Problem to solve:
Can you quote exactly the stretch of lines from the one with "like [870, 768]." through the final line of the material, both ends included?

Data records:
>>>>>
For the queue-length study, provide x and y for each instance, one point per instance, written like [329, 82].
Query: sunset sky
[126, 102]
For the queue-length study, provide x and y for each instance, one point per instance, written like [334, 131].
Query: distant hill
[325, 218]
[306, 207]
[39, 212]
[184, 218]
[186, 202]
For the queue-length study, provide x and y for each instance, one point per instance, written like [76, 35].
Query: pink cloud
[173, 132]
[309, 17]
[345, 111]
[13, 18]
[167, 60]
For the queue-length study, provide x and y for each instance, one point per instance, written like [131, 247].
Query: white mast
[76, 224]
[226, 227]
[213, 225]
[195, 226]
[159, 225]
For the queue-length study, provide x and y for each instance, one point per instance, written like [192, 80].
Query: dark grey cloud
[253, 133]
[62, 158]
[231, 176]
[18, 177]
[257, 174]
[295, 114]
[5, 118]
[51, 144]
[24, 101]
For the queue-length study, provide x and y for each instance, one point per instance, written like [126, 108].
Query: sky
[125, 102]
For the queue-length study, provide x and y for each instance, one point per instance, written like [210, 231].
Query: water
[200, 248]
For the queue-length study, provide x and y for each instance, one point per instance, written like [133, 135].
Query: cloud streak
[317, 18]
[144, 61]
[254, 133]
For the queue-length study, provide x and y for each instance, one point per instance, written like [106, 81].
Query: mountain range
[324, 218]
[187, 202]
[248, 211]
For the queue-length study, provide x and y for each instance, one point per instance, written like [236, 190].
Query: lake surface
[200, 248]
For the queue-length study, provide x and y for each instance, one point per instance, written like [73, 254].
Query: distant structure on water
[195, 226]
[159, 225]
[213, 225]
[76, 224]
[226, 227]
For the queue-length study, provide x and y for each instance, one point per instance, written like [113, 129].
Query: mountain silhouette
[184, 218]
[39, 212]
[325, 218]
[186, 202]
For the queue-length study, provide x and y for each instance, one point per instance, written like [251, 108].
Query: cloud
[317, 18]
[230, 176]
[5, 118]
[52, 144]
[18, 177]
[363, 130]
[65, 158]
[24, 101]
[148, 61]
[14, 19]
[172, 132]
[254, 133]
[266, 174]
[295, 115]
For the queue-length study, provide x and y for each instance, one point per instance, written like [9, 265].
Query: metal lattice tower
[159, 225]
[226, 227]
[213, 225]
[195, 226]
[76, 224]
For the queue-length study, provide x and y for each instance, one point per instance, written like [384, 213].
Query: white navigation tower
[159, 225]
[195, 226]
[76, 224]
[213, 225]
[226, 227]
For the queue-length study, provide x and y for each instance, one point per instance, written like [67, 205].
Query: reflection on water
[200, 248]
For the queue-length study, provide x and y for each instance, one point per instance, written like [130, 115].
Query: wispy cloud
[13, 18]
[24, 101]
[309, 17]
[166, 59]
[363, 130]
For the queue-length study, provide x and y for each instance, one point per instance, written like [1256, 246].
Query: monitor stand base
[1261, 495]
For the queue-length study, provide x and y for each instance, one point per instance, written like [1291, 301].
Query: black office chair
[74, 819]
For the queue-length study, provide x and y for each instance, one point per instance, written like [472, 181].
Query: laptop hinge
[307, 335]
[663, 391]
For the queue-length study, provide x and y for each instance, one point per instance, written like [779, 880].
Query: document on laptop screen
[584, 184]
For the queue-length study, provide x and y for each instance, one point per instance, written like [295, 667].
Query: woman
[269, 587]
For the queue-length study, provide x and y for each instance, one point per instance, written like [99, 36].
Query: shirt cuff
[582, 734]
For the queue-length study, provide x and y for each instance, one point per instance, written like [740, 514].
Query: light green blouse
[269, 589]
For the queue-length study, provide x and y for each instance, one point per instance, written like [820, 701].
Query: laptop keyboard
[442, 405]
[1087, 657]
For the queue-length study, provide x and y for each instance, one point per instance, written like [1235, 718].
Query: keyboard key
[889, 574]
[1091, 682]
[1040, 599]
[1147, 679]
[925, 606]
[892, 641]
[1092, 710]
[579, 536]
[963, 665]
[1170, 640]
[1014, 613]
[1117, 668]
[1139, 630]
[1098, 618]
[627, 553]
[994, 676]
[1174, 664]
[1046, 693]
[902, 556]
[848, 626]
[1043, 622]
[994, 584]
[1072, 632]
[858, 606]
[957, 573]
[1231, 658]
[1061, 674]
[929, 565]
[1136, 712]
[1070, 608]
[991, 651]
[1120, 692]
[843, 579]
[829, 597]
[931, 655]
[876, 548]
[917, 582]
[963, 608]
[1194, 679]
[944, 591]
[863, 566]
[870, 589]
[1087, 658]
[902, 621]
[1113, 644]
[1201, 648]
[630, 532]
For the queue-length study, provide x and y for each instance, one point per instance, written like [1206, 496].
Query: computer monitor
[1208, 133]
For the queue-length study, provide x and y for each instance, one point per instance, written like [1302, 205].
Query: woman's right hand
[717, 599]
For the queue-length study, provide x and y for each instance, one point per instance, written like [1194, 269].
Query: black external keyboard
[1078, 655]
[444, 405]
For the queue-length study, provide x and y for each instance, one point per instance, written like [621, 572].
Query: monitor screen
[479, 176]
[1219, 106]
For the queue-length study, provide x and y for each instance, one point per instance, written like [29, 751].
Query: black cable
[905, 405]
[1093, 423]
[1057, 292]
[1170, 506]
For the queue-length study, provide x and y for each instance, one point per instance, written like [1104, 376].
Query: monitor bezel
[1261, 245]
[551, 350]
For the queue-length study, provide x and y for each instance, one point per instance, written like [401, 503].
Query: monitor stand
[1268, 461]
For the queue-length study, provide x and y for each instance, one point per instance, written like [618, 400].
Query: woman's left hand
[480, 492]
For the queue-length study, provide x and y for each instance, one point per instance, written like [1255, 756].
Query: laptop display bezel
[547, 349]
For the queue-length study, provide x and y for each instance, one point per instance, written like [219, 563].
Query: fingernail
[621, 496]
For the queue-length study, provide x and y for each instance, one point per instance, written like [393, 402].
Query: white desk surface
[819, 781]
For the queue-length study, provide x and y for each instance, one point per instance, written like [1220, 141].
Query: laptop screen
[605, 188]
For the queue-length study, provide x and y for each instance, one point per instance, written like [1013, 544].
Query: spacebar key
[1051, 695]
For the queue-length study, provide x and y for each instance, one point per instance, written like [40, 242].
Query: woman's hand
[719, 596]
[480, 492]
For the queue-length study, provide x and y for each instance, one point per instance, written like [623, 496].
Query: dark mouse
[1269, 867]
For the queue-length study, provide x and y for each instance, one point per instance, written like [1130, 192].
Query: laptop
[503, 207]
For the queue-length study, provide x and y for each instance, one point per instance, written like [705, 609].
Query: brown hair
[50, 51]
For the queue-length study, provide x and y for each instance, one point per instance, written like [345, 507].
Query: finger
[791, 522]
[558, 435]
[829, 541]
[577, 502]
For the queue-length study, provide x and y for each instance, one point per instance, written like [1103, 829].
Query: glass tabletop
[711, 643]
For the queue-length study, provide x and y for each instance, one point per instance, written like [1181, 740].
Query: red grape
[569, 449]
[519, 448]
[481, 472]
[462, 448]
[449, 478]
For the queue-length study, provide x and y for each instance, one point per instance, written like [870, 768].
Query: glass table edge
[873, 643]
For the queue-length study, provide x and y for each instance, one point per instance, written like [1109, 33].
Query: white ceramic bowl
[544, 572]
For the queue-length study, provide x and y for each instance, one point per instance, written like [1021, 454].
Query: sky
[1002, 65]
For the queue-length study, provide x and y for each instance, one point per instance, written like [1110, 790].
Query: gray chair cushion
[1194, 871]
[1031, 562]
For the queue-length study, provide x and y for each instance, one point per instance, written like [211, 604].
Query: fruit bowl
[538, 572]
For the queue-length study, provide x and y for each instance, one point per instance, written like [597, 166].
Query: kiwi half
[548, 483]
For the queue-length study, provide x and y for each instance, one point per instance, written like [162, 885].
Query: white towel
<<<<<
Worked answer:
For the queue-length study, provide x and y for each instance, one point per instance, written like [870, 768].
Query: glass table edge
[873, 643]
For the queue-length study, provide x and y for each instance, one point per instance, written like [1109, 33].
Query: white ceramic bowl
[544, 572]
For the queue-length study, provide x and y for each instance, one point per instance, written like [1021, 454].
Query: sky
[1002, 65]
For the queue-length study, provide x and y for each instance, one point per instance, written like [1110, 790].
Query: gray chair cushion
[1194, 871]
[1031, 562]
For the queue-length study, provide x and y for each instance, one point per instance, written like [211, 604].
Query: fruit bowl
[538, 572]
For the queue-length study, provide x and y for each instance, one point per instance, written like [597, 166].
Query: kiwi half
[548, 483]
For the queue-length study, provide x and y for each instance, one point per instance, written like [162, 885].
Query: white towel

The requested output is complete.